:: Selected excerpt ::
19:34:05 INFO | (Worker.localhost) starting.
19:34:05 INFO | Running drone_utility on localhost
19:34:05 INFO | Waiting for ts_mon flushing process to finish...
19:34:06 INFO | (Worker.localhost) finished.
19:35:03 INFO | Finished waiting for ts_mon process.
19:35:03 INFO | Waiting up to 5 seconds for metadata reporting thread to complete.
19:35:03 INFO | Shutting down server...
127.0.0.1 - - [04/May/2017 19:35:03] "GET / HTTP/1.0" 200 -
----------------------------------------
Exception happened during processing of request from ('127.0.0.1', 39922)
Traceback (most recent call last):
  File "/usr/lib64/python2.7/SocketServer.py", line 295, in _handle_request_noblock
    self.process_request(request, client_address)
  File "/usr/lib64/python2.7/SocketServer.py", line 321, in process_request
    self.finish_request(request, client_address)
  File "/usr/lib64/python2.7/SocketServer.py", line 334, in finish_request
    self.RequestHandlerClass(request, client_address, self)
  File "/usr/lib64/python2.7/SocketServer.py", line 657, in __init__
    self.finish()
  File "/usr/lib64/python2.7/SocketServer.py", line 716, in finish
    self.wfile.close()
  File "/usr/lib64/python2.7/socket.py", line 283, in close
    self.flush()
  File "/usr/lib64/python2.7/socket.py", line 307, in flush
    self._sock.sendall(view[write_offset:write_offset+buffer_size])
error: [Errno 32] Broken pipe
----------------------------------------
I would ignore that broken pipe but it still fails when I tried again:
19:37:59 INFO | Waiting up to 5 seconds for metadata reporting thread to complete.

:: Data extract ::

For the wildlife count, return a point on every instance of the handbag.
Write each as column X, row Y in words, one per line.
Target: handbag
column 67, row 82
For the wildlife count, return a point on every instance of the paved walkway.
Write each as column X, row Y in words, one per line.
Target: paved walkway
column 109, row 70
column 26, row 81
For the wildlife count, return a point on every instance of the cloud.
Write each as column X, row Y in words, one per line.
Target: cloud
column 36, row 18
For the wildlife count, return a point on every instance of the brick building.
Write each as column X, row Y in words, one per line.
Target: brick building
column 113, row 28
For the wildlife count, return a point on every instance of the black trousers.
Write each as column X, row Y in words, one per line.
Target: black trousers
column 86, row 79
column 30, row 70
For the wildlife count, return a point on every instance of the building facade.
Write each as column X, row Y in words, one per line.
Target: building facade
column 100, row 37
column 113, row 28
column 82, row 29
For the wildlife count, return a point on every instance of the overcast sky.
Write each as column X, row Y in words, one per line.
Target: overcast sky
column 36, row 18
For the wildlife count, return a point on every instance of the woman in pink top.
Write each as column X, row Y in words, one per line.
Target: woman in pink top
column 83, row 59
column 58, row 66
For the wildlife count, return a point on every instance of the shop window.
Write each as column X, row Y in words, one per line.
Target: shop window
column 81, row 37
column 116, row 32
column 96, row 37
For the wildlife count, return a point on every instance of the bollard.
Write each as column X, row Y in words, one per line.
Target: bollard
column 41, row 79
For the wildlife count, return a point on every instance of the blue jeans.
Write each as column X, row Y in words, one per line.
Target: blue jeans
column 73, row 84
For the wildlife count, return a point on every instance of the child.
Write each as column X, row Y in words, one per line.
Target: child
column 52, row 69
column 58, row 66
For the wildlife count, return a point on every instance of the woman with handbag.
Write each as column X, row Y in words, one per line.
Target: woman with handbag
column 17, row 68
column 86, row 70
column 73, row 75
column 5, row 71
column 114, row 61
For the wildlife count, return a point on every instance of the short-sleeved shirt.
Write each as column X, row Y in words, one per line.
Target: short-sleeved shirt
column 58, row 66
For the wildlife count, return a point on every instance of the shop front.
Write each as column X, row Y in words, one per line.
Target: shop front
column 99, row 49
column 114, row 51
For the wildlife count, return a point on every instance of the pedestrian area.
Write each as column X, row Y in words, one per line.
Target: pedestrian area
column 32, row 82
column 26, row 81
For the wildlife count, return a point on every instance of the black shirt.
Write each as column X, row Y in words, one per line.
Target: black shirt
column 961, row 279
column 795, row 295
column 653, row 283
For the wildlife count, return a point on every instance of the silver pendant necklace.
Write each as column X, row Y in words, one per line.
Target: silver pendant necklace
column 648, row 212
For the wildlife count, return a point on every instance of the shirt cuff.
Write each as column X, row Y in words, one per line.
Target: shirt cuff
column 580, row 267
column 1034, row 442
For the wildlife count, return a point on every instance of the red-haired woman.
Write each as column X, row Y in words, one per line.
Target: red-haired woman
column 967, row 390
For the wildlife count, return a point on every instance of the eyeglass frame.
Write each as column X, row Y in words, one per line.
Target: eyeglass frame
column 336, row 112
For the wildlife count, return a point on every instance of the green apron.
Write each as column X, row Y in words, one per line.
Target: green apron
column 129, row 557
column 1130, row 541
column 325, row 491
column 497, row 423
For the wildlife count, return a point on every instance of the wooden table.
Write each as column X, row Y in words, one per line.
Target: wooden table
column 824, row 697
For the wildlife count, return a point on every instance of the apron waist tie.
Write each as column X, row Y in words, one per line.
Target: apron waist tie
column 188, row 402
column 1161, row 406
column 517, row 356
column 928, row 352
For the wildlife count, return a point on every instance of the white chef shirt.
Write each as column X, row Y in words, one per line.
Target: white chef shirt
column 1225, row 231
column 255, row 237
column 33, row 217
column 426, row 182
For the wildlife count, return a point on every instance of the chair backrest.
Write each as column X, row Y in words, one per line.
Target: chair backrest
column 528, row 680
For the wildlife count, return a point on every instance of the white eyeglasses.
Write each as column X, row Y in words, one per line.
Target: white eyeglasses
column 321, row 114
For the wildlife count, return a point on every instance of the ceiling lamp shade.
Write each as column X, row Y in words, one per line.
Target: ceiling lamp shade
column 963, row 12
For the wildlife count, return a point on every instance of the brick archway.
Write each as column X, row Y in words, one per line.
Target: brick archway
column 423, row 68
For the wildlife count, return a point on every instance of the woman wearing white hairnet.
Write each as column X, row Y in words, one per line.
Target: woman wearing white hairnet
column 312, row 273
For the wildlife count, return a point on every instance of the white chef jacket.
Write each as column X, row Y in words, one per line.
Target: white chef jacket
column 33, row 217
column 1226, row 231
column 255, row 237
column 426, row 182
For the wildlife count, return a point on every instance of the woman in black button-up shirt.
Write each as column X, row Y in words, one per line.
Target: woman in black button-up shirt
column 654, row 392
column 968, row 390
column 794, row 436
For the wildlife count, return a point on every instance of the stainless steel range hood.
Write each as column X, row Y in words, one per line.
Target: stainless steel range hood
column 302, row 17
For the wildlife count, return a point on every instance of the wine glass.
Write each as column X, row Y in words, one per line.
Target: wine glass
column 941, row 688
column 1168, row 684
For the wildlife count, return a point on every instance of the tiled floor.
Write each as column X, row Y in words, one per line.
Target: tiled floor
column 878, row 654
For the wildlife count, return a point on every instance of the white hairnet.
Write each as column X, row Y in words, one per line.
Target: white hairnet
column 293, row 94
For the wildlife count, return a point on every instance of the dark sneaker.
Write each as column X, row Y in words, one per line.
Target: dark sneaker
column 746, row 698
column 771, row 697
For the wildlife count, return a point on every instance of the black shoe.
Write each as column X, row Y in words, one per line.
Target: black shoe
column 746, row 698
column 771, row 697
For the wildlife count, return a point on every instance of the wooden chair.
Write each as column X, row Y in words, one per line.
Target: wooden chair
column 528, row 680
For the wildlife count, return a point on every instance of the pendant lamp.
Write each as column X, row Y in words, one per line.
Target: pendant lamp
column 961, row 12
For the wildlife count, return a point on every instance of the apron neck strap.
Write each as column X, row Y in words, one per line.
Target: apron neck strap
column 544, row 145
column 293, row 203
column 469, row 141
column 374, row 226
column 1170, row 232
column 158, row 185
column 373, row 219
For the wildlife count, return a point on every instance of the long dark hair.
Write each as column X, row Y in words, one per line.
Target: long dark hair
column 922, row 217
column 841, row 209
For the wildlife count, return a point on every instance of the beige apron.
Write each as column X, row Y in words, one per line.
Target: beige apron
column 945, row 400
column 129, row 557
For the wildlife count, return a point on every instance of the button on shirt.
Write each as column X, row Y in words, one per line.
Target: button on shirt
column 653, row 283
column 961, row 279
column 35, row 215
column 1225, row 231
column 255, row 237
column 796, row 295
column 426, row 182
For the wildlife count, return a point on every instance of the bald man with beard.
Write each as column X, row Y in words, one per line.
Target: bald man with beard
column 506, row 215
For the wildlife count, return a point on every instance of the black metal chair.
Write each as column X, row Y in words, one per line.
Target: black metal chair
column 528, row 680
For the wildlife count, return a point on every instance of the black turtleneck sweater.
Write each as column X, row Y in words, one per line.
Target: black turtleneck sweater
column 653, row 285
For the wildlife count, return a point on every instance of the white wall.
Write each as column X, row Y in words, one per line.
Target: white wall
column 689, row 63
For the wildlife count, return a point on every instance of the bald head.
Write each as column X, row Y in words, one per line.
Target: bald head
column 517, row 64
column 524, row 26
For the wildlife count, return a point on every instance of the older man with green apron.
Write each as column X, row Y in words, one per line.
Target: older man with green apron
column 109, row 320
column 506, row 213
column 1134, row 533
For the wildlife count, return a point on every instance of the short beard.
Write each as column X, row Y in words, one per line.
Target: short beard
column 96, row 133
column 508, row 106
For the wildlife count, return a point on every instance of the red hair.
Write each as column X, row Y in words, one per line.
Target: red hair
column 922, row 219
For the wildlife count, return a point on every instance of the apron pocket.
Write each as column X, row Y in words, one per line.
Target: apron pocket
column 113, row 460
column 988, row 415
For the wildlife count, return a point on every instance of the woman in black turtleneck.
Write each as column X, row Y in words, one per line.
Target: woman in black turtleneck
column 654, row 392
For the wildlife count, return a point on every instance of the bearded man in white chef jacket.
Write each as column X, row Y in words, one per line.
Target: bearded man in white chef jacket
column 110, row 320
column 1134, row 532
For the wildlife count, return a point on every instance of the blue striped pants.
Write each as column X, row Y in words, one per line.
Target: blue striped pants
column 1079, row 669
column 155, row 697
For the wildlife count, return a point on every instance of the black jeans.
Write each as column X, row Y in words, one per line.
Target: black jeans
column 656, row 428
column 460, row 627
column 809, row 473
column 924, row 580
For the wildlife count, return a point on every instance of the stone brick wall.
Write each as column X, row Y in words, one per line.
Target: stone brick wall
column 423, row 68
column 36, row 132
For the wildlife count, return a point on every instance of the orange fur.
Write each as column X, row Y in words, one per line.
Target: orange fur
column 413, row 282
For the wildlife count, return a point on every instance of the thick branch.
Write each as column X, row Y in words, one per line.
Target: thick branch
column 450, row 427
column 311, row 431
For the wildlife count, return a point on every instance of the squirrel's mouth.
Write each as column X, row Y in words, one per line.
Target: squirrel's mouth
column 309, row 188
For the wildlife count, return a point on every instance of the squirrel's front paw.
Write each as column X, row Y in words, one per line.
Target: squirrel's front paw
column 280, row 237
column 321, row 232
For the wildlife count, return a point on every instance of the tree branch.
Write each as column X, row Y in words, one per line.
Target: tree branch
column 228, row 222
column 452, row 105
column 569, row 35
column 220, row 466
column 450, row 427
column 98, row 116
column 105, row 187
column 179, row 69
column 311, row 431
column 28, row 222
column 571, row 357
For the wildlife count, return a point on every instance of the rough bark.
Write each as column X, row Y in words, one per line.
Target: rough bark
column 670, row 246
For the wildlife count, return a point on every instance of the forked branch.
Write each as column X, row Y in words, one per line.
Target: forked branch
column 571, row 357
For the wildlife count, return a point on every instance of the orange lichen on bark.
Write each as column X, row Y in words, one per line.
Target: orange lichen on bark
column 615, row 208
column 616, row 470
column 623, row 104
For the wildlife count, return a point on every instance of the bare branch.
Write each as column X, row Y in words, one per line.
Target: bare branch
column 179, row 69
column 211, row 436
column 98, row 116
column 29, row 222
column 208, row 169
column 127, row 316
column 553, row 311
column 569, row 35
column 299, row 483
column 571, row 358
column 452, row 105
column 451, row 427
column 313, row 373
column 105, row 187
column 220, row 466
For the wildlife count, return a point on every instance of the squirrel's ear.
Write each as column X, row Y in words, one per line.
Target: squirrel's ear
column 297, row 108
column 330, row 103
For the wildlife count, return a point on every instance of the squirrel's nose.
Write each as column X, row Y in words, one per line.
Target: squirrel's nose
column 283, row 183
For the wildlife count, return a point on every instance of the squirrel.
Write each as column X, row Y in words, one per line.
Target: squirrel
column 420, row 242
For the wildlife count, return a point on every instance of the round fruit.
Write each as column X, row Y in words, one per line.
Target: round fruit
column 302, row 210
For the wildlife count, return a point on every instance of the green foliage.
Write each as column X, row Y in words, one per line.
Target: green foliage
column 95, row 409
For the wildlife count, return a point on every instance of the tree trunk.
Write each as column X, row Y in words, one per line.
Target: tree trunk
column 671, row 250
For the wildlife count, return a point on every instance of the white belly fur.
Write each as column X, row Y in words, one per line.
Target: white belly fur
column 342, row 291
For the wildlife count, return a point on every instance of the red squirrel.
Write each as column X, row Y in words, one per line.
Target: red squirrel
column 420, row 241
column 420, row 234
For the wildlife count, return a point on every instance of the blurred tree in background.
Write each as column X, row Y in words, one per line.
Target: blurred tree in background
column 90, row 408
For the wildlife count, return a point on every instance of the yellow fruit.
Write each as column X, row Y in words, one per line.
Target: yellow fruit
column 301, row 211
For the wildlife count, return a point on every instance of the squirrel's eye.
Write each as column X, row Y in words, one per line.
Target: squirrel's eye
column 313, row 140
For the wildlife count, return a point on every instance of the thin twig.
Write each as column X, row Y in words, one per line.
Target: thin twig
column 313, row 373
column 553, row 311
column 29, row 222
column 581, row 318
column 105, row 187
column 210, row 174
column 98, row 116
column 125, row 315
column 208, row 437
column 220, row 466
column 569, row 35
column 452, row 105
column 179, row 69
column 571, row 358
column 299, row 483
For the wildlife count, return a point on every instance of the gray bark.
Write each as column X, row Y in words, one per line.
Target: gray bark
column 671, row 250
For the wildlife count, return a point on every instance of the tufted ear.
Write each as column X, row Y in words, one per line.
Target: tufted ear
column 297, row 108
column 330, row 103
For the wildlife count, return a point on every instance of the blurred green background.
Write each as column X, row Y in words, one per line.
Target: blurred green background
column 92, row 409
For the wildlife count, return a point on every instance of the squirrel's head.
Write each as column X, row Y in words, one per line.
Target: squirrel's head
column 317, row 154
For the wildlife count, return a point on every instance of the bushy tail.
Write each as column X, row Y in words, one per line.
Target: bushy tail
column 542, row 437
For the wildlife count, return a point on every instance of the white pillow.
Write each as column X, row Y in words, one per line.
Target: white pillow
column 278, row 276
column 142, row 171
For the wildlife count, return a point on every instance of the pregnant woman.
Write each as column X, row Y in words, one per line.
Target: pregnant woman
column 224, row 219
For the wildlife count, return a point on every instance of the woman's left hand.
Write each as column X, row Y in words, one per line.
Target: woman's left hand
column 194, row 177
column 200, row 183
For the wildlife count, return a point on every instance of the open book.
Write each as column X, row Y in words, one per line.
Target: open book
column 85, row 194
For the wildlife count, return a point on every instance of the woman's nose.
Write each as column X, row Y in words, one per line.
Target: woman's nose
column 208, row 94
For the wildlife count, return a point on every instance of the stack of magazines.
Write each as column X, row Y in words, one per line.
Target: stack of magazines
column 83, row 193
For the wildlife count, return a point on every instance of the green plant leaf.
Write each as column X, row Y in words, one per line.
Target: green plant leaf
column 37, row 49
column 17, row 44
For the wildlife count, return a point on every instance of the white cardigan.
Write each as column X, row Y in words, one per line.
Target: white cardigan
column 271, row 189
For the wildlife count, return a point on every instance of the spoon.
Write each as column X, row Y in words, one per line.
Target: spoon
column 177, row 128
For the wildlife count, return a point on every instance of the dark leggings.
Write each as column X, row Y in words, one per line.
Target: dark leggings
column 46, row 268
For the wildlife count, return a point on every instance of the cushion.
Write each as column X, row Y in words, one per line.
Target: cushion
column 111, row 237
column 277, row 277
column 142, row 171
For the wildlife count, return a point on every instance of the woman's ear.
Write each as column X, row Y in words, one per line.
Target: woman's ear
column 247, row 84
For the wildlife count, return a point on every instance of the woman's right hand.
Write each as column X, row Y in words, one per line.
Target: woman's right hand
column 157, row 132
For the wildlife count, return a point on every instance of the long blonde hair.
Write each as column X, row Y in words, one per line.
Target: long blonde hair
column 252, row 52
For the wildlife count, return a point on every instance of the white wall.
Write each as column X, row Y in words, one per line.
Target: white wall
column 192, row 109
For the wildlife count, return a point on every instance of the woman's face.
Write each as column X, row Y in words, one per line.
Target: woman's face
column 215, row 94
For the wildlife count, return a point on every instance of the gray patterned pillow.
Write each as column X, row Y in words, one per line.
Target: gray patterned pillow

:: Your objective ::
What comes next in the forum post about the broken pipe error above? Continue it from its last line.

:: Exercise output ::
19:37:59 INFO | Shutting down server...
127.0.0.1 - - [04/May/2017 19:37:59] "GET / HTTP/1.0" 200 -
Labels: -Pri-2 Pri-1
Not sure what that shutdown noise is, but I suspect it's a red herring. Maybe there's some spam after shutdown, but the real problem is *why* is it shutting down...
I've added an assert on the dut in the place where that drone logging is emitted. Want to see in more detail how we're getting there.
Half baked theory that this is related to Issue 718685

Comment 26 by ntang@google.com, May 5 2017

I will try to shutdown the upstart scheduler and try it manually.

Comment 27 by ntang@google.com, May 5 2017

Manually run and saw some error like "type object 'Provision' has no attribute 'partition'"?

Comment 28 by ntang@google.com, May 5 2017

ToT, the file server/cros/provision.py has class method partition, but on the box, it only has _partition

Comment 29 by ntang@google.com, May 5 2017

Maybe there are other problem, but we should try to get https://chromium-review.googlesource.com/c/446887 out of the CQ
Re #27: Do you have a stack trace for that?
What callers got left behind that's causing this problem? Also, is this a case of us calling across SSP?

I verified:-1 that CL.

Comment 31 by ntang@google.com, May 5 2017

Nothing to do with SSP. The call is from scheduler/prejob_task.py

There is no stack trace print out. I have to modify the code to catch the exception and printed out.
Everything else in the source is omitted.